Your instructions. Output the data in full. Keep every word exact and exclude the pictures.

Dataset records.
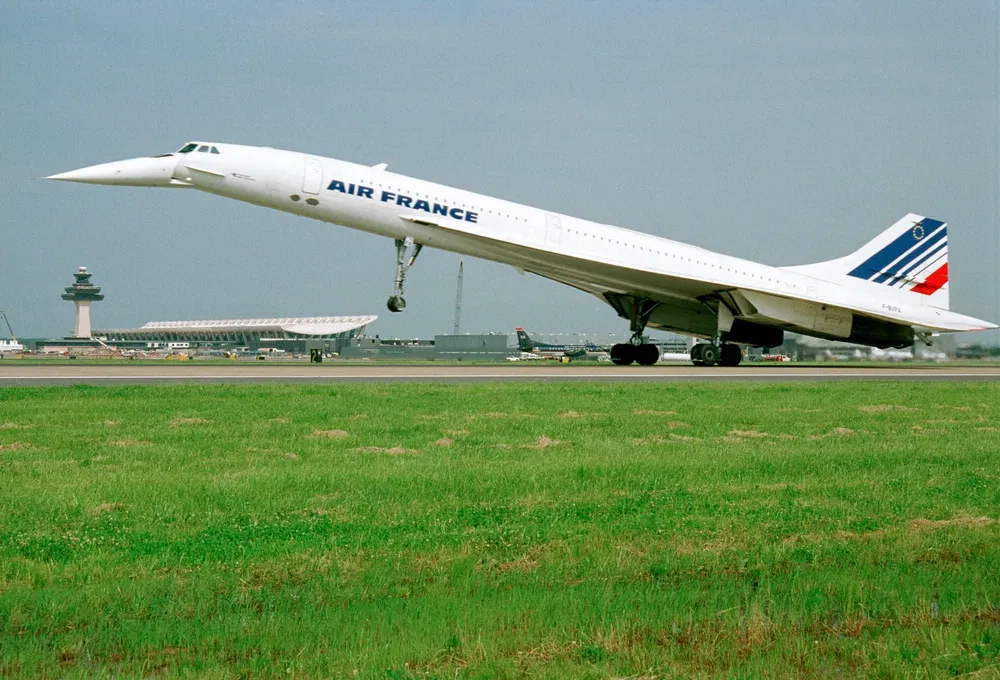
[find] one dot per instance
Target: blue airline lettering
(403, 200)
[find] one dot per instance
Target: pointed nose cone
(136, 172)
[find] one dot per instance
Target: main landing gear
(710, 354)
(396, 302)
(635, 351)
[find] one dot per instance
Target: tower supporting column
(82, 294)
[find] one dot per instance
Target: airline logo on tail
(916, 260)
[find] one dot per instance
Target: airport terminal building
(293, 334)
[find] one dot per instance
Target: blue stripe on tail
(878, 263)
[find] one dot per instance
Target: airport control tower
(82, 293)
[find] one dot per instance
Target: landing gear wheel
(622, 354)
(705, 354)
(647, 354)
(731, 355)
(396, 303)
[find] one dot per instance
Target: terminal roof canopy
(290, 326)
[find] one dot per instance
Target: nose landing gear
(396, 302)
(710, 354)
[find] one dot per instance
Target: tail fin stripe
(923, 246)
(897, 248)
(930, 256)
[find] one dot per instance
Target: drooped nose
(135, 172)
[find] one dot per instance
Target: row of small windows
(707, 264)
(601, 238)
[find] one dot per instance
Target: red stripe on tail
(934, 282)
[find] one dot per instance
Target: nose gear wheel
(396, 302)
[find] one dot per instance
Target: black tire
(622, 354)
(696, 355)
(709, 355)
(647, 354)
(731, 355)
(396, 303)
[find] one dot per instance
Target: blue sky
(782, 134)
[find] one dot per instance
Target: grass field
(501, 530)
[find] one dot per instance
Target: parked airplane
(885, 294)
(577, 351)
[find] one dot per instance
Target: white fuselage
(597, 258)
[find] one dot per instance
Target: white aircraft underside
(892, 289)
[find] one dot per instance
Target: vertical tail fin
(524, 342)
(911, 255)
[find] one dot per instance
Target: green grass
(501, 530)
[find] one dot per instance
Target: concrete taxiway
(12, 374)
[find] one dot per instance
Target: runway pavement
(12, 374)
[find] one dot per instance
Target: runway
(12, 374)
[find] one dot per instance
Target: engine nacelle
(881, 334)
(754, 334)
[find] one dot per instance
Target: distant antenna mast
(458, 300)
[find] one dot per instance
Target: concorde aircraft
(892, 290)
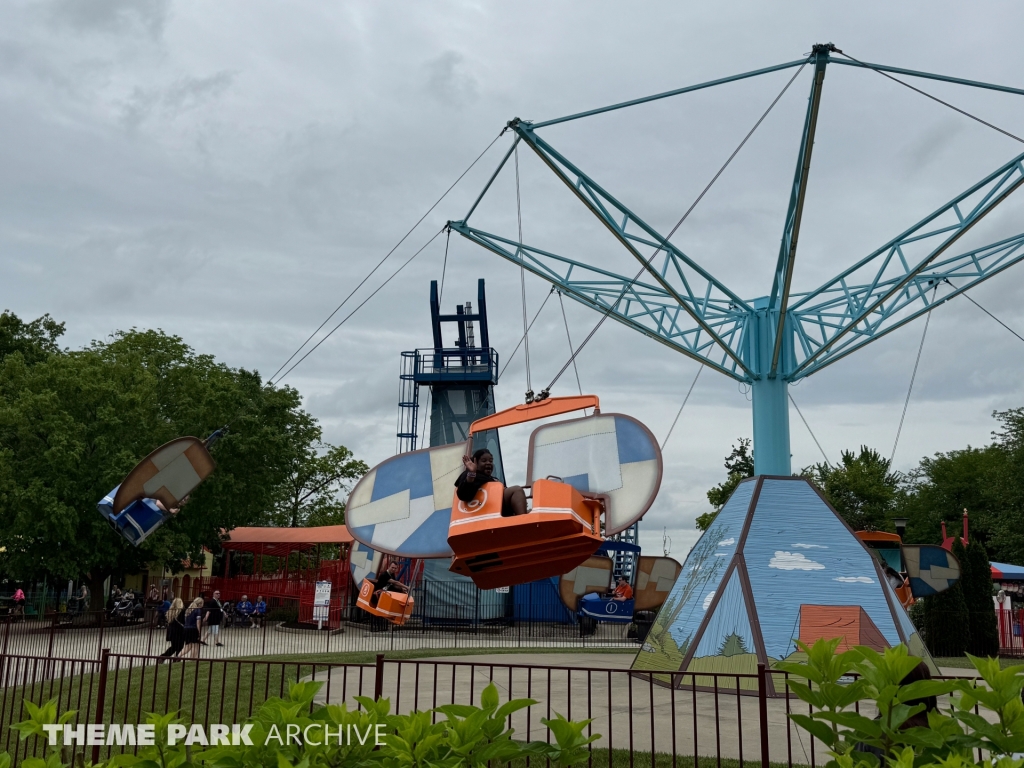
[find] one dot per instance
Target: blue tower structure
(461, 380)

Answer section.
[find] one dot per instance
Target: blue airline lettering
(403, 200)
[find] one dot per instance
Target: pointed nose cone
(136, 172)
[find] one dot per instance
Target: main landing gear
(710, 354)
(396, 302)
(635, 351)
[find] one dot per instance
Target: tower supporting column
(82, 294)
[find] one dot per instance
Target: airline logo on tail
(916, 260)
[find] one dot per instance
Target: airport terminal building
(293, 334)
[find] one dot per instance
Target: blue stripe on tail
(878, 263)
[find] one dot per instance
Target: airport control tower
(82, 293)
[find] one dot per instance
Target: landing gear wheel
(622, 354)
(705, 354)
(647, 354)
(731, 355)
(396, 303)
[find] one dot per instance
Target: terminal roof canopy
(290, 326)
[find] one dot per instance
Target: nose landing gear
(396, 302)
(710, 354)
[find] one dot per instance
Target: tail fin stripe
(923, 246)
(897, 248)
(930, 256)
[find] one dot per instance
Target: drooped nose
(135, 172)
[find] one dot per instance
Target: row of small windows
(707, 264)
(601, 238)
[find] one dot per instance
Target: red stripe on tail
(934, 282)
[find] one dot per instance
Target: nose gear wheel
(396, 302)
[find] one dot per instance
Target: black tire
(622, 354)
(696, 355)
(709, 355)
(647, 354)
(731, 355)
(396, 303)
[find] one dot per instance
Target: blue sky
(782, 134)
[find] one dot per instance
Target: grass field
(501, 530)
[find] one dot per instance
Target: parked airplane
(885, 294)
(577, 351)
[find] one dot per instance
Target: white fuselage
(597, 258)
[find] one dot per instance
Target: white aircraft underside
(892, 289)
[find] one dot per instance
Target: vertical tail fin
(524, 342)
(911, 255)
[find] one dot per instance
Target: green grass
(501, 530)
[find] one dot per instance
Target: concrete taxiway
(12, 374)
[find] one dot per instance
Target: runway pavement
(12, 374)
[find] one dot per instance
Target: runway
(12, 374)
[find] one dot per instance
Target: engine nacelle
(881, 334)
(754, 334)
[find] one dot per instance
Target: distant antenna mast
(458, 300)
[find] one dot per instance
Target: concorde aircraft
(892, 290)
[find] one dot per instance
Target: blue tower structure
(461, 380)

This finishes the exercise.